• TEXT:
----------------------------------------

In the first round the Colts selected center Ryan Kelly, and he started all 16 games for the team in 2016. Their second round pick (T.J. Green) and their third round pick (Le’Raven Clark) are both project players, while Joe Haeg (a fifth round pick) actually wound up playing a ton as a rookie.
One year is not enough to get a fair view on a draft class, but it’s still important to examine how guys did as rookies. Recently, NFL.com’s Conor Orr took a look back at each team’s draft class from a year ago and re-graded them. For the Colts, he gave their 2016 draft class a C a year later. Here’s what he wrote:
This was general manager Ryan Grigson's final draft and he started out with a bang. Center Ryan Kelly should be a 10-year starter for this organization; Andrew Luck's version of Jeff Saturday. From there, the 2016 draft depended on your ability to be optimistic. Fifth-round pick Joe Haeg had to play a lot of football in Year 1 and did so at a solid level. The former North Dakota State standout was on the field for almost 1,000 snaps (behind only Anthony Castonzo and Kelly among O-linemen). Third-round pick Le'Raven Clark did not come on until the end of the season and seems more like a long-term project for this coaching staff -- something Luck obviously doesn't need happening live in front of him right now. The Colts always seemed like a team where the ideas of the general manager did not mesh with the philosophy of the coaching staff, which makes a draft like this incredibly hard to grade. Still, there are teams that whiffed altogether on the first-round pick, and Indianapolis did not do so.

----------------------------------------

• RECORDS FOR PROCESSING:
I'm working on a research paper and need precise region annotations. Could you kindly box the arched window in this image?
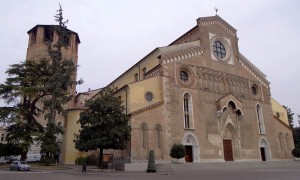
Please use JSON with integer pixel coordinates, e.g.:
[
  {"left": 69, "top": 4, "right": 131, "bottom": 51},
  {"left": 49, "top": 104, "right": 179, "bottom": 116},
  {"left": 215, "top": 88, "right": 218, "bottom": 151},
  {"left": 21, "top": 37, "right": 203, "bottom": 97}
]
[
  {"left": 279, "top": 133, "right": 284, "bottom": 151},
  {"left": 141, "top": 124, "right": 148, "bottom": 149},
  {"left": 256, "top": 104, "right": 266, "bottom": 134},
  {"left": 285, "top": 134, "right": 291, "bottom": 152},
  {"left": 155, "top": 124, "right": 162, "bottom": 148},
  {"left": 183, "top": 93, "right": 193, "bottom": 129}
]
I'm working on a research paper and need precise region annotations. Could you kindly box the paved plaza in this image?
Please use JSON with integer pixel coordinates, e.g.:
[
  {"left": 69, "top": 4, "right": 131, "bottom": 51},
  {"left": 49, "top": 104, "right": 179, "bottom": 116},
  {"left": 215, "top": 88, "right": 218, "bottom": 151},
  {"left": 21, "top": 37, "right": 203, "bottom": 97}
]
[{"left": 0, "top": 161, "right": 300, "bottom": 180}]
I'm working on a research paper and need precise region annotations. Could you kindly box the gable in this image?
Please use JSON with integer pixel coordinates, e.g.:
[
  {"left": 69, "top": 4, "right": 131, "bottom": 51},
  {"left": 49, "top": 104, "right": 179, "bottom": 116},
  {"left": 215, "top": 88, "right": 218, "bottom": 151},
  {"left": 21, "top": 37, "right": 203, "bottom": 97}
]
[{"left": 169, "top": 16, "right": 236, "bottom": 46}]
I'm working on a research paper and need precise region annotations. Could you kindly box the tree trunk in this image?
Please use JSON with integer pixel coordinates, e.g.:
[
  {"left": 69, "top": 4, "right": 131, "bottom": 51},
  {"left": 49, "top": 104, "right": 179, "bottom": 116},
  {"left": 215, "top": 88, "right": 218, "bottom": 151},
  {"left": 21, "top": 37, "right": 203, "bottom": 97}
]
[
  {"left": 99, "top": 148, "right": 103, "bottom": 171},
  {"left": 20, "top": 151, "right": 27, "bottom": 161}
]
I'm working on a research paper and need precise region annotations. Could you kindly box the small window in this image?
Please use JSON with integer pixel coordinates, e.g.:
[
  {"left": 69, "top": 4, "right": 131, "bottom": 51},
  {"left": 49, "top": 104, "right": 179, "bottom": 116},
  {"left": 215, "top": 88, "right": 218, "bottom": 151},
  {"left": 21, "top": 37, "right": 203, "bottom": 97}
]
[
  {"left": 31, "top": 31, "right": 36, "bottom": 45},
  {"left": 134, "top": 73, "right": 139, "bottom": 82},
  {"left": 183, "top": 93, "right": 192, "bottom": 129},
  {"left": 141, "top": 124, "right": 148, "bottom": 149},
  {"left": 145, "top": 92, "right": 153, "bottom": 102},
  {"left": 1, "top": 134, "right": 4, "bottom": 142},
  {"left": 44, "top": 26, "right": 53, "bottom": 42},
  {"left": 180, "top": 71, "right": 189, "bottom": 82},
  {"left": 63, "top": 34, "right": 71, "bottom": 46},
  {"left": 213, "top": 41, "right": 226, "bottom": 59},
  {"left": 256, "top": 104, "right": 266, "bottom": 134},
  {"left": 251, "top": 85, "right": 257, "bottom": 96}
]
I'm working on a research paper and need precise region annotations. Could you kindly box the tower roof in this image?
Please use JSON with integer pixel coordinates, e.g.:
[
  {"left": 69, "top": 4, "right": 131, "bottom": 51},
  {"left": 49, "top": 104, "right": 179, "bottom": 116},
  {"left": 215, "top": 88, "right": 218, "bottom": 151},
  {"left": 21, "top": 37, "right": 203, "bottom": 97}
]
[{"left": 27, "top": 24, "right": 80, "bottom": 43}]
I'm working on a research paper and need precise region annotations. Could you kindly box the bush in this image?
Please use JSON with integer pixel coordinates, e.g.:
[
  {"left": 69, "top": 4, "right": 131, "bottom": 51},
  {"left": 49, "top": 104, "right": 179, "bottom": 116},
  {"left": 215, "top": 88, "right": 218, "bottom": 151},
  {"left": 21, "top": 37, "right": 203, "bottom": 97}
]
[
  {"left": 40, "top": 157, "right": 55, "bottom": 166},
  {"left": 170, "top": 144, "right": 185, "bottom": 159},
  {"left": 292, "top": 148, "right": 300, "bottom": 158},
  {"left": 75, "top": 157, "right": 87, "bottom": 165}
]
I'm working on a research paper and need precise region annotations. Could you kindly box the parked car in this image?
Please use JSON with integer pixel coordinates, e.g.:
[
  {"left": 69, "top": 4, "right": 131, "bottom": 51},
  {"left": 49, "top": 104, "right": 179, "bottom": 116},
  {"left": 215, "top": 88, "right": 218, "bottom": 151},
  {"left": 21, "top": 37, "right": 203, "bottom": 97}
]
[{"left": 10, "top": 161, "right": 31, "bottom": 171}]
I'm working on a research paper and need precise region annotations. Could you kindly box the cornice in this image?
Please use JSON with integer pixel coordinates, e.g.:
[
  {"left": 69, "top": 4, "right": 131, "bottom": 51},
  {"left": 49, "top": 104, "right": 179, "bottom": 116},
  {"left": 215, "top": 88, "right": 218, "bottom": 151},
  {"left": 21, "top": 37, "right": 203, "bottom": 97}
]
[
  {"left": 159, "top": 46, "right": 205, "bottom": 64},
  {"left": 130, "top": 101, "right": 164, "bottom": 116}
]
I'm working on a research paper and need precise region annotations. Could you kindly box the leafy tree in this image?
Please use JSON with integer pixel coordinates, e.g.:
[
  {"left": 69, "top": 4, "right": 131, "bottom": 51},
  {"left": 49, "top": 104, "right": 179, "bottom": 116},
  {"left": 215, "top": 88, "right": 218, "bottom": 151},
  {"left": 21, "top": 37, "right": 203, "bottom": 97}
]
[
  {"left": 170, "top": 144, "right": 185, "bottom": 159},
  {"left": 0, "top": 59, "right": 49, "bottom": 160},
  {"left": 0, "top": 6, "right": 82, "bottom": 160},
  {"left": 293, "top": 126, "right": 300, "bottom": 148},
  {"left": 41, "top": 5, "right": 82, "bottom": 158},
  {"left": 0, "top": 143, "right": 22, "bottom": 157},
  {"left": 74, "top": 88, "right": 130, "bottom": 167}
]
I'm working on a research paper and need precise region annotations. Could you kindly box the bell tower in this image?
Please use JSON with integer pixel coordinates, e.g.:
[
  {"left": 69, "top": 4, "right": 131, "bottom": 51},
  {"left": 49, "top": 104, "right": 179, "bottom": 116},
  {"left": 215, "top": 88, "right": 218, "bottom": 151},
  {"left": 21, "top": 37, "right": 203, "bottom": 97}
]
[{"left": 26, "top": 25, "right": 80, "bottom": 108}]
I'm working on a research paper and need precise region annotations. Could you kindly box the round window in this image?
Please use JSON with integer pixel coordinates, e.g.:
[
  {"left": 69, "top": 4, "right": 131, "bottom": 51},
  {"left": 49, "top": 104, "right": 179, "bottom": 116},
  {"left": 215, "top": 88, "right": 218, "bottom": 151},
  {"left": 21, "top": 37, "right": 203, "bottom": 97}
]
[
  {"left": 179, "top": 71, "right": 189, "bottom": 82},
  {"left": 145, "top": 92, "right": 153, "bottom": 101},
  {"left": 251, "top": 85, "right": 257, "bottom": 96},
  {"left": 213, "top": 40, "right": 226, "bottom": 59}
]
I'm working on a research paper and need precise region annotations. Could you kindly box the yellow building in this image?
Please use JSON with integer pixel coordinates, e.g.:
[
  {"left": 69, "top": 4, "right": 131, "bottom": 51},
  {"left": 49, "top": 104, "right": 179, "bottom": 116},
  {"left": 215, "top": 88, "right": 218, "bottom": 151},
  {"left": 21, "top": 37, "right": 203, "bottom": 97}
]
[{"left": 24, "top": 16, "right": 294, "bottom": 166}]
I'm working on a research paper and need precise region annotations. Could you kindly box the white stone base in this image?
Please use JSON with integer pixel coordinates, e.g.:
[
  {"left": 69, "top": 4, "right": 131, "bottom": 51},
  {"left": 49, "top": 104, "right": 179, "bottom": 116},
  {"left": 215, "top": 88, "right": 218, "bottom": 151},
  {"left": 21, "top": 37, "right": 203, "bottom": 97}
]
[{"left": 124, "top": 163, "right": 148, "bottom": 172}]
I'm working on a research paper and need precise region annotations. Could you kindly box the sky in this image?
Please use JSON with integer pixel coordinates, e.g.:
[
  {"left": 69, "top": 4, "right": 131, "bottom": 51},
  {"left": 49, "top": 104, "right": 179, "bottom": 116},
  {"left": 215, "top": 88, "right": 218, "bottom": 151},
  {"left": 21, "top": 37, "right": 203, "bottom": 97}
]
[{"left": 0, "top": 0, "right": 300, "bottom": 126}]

----------------------------------------

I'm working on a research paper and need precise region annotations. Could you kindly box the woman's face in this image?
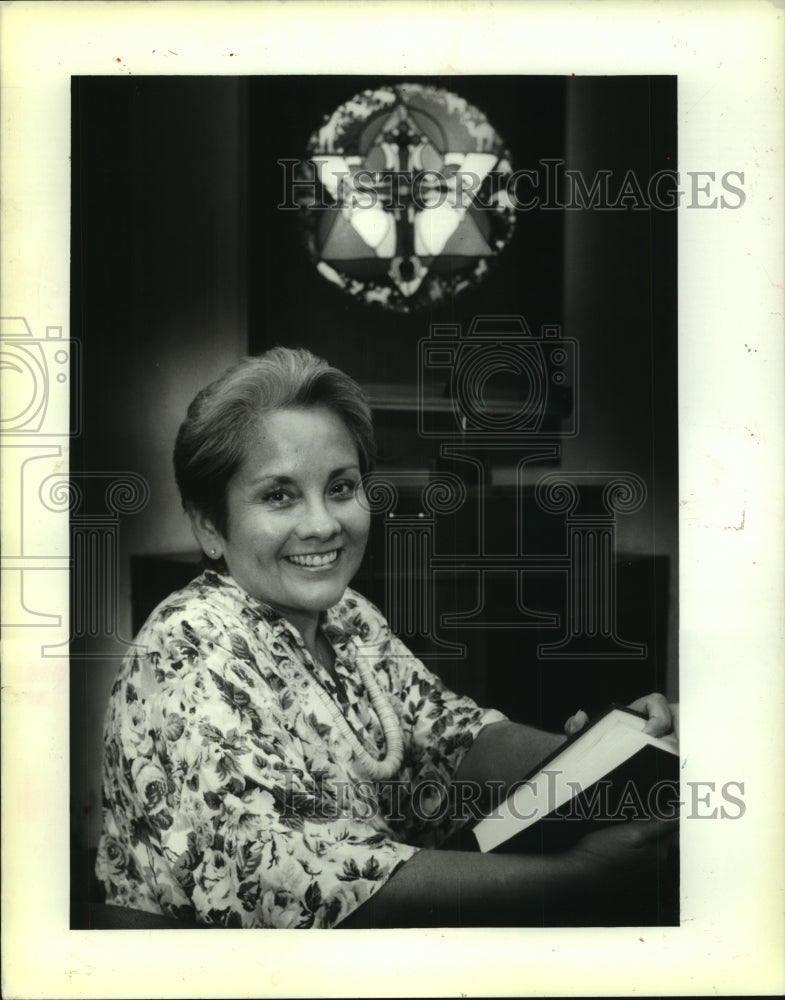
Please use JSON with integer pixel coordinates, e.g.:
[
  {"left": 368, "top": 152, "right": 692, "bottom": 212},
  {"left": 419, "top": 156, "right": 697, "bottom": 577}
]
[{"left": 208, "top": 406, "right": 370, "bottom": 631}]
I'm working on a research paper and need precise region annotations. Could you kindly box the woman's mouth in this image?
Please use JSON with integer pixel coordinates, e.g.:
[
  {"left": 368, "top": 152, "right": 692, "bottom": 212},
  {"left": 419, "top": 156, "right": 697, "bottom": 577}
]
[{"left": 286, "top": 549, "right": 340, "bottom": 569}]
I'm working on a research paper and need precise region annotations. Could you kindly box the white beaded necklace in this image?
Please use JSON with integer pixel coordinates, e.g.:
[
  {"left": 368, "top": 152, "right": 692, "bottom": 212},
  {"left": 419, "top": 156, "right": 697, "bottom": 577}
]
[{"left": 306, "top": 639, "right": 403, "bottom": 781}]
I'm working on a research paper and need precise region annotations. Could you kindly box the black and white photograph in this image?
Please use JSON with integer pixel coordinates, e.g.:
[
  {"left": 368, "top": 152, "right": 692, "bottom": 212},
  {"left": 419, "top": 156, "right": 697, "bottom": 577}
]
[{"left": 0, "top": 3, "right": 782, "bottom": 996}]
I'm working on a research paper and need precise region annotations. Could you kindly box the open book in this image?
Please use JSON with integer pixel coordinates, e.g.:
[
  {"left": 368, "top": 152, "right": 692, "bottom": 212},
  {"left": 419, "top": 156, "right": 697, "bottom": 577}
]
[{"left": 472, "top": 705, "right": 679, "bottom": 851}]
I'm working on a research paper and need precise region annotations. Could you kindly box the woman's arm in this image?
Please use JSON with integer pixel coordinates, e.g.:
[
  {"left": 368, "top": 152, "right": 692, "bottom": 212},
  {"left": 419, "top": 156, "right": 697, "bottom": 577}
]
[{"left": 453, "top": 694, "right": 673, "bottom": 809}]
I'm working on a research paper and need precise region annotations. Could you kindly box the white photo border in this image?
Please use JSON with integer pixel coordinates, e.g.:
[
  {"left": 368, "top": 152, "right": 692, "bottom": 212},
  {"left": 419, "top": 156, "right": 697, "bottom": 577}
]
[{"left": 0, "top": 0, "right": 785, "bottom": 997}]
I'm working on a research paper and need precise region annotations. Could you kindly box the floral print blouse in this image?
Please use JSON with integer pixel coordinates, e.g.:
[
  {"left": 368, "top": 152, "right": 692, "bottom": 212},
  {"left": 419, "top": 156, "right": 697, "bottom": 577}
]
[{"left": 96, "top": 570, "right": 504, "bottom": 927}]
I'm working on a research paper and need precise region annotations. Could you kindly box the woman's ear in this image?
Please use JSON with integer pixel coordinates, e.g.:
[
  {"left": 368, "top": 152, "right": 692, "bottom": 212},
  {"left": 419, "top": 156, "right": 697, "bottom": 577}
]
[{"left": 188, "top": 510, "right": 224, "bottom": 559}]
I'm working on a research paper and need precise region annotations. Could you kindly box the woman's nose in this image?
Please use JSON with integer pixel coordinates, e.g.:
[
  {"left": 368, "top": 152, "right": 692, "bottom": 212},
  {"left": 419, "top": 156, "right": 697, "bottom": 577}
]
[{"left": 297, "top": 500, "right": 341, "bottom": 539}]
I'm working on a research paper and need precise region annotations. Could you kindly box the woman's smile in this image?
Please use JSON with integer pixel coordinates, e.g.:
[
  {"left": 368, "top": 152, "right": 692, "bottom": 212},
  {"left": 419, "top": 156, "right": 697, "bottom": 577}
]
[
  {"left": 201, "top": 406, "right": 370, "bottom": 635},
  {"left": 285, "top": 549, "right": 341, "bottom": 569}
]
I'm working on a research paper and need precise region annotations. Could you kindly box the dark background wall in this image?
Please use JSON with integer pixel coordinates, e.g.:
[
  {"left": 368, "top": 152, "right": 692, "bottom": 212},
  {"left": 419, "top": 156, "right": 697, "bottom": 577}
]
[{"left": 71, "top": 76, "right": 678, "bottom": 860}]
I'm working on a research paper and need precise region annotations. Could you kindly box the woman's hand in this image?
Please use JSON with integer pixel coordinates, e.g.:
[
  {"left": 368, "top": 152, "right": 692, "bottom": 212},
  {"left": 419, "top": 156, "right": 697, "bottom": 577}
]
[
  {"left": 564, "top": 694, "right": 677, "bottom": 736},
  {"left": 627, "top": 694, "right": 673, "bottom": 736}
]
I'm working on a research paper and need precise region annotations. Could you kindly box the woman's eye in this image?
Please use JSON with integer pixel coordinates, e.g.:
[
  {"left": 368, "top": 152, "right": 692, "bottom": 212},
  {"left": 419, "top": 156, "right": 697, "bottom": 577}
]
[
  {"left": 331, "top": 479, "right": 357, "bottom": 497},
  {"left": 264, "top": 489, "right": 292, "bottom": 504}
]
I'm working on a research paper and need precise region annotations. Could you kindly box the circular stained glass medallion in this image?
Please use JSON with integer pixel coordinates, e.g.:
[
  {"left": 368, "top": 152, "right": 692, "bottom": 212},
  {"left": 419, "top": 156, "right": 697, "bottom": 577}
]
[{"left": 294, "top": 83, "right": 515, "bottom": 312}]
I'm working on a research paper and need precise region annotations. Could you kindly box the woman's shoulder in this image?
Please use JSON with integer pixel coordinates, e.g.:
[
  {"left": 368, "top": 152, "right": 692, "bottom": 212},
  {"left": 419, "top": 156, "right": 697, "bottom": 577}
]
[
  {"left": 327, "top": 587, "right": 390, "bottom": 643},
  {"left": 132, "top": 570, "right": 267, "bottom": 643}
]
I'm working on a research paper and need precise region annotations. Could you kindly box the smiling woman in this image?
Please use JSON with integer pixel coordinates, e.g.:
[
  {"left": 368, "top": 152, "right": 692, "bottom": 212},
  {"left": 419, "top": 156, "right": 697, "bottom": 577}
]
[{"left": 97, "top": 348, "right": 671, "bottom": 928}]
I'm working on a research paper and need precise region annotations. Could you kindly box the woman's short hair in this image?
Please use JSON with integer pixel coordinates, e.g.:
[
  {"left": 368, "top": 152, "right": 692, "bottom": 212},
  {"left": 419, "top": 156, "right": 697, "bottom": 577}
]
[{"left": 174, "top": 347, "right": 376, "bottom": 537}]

----------------------------------------

• TO DO:
• 1. Pick out every line of the rows above that contains the string "white", copying each one in full. Matching is case-sensitive.
• 2. Continue the passage on the Colts' 2016 draft class from the point at which it ends.

• ANSWER LIST:
• 1.
I'm working on a research paper and need precise region annotations. Could you kindly box the white stone base in this image?
I'm working on a research paper and need precise region annotations. Could you kindly box the white beaded necklace in this image?
I'm working on a research paper and need precise region annotations. Could you kindly box the black and white photograph in this image?
I'm working on a research paper and need precise region annotations. Could you kindly box the white photo border in this image?

• 2.
For comparison within the AFC South, the C grade was actually the worst of all the AFC South teams, as the Texans got a C+, the Jaguars got a B, and the Titans got a B+. But that doesn’t mean the Colts’ class was a bad one, and a C is pretty fair. It was a very solid class, but not yet a spectacular one.
Ryan Kelly looks to be the center of the future and had a good rookie season, and he was exactly the player the Colts thought he was when they draft him - which is a good thing. He was easily the best of the draft class, but Joe Haeg was a bright spot too. He had an up and down rookie season, but he played far more than anyone expected and showed some promise. Even Le’Raven Clark, who’s a big project player, improved quite a bit from preseason to the final few weeks of the regular season when he started. T.J. Green was a disappointment, but he too is a project player - so the Colts have to hope he’ll improve with more work and coaching.
Indy’s 2016 draft wasn’t that exciting, but it was one they needed. The Colts needed to add as much offensive linemen as possible, and they got a good one in Ryan Kelly plus a couple of guys (Haeg, Clark, and Austin Blythe) who have potential. It wasn’t great, but it was very solid - and for Ryan Grigson and the Colts, that’s not a bad thing.